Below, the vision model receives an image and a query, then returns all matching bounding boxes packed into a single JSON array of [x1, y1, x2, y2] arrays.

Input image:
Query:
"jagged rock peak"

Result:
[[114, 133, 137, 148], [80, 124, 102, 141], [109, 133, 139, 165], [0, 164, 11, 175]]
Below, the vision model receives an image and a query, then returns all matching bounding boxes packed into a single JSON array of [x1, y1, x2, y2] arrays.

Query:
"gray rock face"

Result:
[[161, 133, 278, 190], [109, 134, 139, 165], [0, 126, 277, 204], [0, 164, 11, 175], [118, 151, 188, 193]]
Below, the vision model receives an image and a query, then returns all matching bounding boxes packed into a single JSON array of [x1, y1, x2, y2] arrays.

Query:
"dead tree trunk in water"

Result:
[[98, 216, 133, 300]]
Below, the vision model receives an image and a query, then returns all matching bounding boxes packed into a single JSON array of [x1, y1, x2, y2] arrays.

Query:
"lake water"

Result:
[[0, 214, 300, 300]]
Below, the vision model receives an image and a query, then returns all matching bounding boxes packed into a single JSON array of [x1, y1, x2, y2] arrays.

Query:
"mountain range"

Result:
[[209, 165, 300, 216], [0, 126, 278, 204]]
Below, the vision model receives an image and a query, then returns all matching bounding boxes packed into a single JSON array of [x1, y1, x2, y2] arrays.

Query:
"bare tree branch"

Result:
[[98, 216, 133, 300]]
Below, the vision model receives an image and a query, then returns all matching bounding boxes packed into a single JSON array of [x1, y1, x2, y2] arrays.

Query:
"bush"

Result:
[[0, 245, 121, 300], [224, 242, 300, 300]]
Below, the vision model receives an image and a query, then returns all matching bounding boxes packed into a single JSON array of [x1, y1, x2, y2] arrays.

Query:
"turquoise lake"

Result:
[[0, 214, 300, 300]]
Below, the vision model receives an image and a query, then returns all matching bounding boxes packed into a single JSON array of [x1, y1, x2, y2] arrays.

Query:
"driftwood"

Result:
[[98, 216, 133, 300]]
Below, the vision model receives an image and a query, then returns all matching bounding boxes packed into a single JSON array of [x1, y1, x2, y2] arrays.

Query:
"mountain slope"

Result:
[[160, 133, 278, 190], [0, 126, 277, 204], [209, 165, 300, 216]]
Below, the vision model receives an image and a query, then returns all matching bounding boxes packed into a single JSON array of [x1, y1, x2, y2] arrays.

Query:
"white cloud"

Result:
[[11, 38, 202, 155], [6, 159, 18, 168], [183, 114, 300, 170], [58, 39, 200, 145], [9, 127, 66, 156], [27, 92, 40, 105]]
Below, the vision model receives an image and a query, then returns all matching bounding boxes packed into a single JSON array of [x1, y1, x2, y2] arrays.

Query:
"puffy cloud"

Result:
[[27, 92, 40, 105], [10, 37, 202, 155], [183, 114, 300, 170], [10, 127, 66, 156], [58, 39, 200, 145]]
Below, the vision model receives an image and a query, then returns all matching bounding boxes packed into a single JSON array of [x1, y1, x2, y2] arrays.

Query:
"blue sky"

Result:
----
Pick out every line in the records above that contains the word "tree", treating uppercase and lowercase as different.

:: Result of this task ::
"dead tree trunk in water"
"bare tree branch"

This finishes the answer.